● SUPPLIED PASSAGE
# # #

We had a little civics. We didn't know government as it really
was at that time. Hey, I wasn't ready.
Glaze:
Other than the science that wasn't there and the other subjects,
what about the library? What did you do when you got down to Prairie
View, and suddenly you're faced with the library? I mean, there
were a lot of things that were not here in Denton. How did you
make that transition?
Jackson:
Not wanting to fail and knowing that I had to find the source
of an awful lot of information that was to be put before me, I
went to the library and talked to the librarian. At that time,
it was a lady named Mrs. Jackson -- no relation. She took time to
teach me what the library was, its purpose, and the reasons for
it being there at Prairie View. From that, I made it.
Glaze:
Had you ever been in a library before?
Jackson:
If I had, I didn't know anything about it. We didn't have a library.
Library was a word that we read, nothing that we ever visited
or went to. We didn't have a course in library science or anything.
We were not allowed to go to anything on the other side of the
tracks. That was all-white. We were not that, so we couldn't go.

# # #

● Pointing dataset records
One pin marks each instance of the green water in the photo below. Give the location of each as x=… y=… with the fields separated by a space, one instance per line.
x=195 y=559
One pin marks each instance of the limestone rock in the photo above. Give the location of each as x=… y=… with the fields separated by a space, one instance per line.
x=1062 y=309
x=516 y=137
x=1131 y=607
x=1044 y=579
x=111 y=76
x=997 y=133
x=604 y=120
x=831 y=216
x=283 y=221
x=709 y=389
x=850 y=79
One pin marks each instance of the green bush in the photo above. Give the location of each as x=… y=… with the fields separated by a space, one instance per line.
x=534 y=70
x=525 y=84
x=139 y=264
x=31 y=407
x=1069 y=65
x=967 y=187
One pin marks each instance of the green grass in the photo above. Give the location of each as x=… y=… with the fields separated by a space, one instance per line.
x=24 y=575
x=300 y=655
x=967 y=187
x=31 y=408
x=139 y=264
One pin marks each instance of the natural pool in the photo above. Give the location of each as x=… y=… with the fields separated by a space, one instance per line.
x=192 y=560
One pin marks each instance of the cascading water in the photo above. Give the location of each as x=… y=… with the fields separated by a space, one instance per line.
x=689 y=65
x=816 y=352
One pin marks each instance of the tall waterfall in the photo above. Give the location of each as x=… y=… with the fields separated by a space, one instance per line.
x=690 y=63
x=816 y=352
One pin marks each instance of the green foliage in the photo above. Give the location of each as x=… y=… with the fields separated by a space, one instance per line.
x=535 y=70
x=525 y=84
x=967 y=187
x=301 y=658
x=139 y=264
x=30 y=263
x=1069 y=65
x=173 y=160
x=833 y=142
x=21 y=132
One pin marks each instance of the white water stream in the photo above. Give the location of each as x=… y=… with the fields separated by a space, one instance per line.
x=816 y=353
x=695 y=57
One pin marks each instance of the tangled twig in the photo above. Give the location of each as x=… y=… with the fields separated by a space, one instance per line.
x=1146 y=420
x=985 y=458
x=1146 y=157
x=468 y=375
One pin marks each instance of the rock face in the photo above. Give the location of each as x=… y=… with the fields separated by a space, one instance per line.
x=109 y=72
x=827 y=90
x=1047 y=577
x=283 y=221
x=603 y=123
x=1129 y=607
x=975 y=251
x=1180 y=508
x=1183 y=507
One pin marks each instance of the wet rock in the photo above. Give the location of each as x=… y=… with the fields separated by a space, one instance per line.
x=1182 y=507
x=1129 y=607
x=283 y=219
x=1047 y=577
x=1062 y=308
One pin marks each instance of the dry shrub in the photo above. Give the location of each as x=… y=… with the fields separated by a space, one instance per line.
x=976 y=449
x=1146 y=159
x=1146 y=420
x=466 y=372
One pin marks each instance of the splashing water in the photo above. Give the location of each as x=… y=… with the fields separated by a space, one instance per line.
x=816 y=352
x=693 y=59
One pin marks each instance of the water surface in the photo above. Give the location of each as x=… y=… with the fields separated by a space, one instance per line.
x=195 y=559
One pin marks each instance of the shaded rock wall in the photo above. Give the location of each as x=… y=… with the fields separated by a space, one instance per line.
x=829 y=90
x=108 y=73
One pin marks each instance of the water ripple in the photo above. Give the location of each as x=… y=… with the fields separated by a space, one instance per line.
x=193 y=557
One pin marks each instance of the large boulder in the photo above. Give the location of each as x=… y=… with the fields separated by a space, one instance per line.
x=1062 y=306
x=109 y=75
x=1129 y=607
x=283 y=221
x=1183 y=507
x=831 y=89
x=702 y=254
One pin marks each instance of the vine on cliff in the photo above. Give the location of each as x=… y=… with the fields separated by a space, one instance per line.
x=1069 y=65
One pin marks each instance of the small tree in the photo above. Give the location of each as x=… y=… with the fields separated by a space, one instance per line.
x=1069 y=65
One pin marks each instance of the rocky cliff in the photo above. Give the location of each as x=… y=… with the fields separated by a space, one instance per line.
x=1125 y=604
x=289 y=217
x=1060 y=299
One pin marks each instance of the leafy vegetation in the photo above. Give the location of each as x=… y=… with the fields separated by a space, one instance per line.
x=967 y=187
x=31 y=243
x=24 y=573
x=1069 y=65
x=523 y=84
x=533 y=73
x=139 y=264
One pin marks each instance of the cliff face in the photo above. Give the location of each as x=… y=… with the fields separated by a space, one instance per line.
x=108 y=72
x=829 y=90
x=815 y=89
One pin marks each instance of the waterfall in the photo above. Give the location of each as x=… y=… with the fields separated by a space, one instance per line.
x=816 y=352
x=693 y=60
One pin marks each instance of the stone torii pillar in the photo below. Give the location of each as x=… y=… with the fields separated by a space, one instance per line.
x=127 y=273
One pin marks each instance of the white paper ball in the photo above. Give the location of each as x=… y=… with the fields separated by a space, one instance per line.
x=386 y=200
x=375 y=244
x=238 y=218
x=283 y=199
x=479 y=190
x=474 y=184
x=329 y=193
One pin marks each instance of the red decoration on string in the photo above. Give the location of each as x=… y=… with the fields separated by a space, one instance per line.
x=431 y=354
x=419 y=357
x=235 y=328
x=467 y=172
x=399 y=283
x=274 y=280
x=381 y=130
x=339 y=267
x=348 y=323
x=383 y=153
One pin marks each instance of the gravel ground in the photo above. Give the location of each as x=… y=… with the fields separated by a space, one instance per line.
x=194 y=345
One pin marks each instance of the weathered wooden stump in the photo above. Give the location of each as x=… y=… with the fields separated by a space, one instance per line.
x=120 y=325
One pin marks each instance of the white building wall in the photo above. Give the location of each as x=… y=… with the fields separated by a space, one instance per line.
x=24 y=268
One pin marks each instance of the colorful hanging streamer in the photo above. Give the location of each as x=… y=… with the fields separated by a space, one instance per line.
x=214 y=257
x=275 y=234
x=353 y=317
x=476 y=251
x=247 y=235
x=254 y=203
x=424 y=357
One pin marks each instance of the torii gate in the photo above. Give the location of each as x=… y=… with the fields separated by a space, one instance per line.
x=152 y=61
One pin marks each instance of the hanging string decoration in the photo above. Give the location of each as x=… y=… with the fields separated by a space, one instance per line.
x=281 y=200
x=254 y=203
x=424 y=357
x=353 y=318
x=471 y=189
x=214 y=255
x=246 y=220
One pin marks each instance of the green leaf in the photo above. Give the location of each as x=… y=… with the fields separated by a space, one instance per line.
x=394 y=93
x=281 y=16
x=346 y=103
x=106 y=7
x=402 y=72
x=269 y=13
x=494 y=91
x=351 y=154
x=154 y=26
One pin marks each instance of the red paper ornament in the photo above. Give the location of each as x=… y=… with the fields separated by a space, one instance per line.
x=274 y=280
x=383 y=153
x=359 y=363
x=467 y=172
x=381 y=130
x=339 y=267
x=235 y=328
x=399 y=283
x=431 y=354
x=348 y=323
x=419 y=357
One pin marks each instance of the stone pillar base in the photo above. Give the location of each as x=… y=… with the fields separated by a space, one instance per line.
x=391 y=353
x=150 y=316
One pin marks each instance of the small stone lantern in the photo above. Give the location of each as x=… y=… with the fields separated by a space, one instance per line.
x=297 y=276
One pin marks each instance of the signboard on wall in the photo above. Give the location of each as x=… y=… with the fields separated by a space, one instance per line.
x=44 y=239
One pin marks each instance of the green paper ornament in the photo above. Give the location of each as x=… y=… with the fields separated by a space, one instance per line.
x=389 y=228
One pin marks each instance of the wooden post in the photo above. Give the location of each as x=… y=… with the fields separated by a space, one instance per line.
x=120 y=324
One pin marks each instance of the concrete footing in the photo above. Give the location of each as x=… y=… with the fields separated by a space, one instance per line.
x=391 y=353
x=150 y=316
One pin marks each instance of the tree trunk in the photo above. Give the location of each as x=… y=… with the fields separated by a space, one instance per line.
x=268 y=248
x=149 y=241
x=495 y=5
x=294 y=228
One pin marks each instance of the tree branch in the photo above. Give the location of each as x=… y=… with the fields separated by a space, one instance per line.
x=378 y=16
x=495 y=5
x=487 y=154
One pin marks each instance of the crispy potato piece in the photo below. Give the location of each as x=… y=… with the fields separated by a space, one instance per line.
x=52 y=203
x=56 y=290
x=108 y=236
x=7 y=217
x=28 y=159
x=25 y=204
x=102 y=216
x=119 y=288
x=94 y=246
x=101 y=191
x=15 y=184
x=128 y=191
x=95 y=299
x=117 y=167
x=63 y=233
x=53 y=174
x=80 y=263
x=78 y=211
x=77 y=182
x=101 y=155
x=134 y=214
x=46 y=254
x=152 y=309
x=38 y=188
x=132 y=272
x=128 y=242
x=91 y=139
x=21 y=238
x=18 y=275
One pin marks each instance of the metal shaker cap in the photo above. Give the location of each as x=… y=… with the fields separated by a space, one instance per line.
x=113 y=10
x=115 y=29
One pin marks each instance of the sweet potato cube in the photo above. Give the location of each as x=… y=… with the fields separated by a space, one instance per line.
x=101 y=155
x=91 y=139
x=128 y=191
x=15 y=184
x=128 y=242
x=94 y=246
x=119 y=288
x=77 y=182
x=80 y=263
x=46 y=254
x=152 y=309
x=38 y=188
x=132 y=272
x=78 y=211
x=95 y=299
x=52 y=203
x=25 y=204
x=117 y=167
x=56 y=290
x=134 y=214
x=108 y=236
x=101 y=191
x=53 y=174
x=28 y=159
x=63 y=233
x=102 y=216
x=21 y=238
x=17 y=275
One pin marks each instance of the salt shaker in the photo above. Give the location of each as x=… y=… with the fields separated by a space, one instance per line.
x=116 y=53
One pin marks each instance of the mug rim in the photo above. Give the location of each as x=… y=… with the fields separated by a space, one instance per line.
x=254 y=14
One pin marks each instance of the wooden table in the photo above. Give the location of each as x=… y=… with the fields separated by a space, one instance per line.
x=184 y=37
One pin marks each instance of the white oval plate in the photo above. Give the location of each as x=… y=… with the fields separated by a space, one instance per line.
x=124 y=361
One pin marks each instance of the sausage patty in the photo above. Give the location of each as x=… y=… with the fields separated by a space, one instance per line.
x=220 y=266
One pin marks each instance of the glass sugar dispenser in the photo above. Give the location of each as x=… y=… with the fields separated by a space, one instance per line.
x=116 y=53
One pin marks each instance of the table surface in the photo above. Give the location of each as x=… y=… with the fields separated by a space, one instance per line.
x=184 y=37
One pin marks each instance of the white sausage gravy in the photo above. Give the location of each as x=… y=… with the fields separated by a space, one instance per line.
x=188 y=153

# # #

● THE TASK
In the interview excerpt, who taught Jackson about the library at Prairie View?

● SOLUTION TO THE EXERCISE
The librarian, Mrs. Jackson, who was no relation.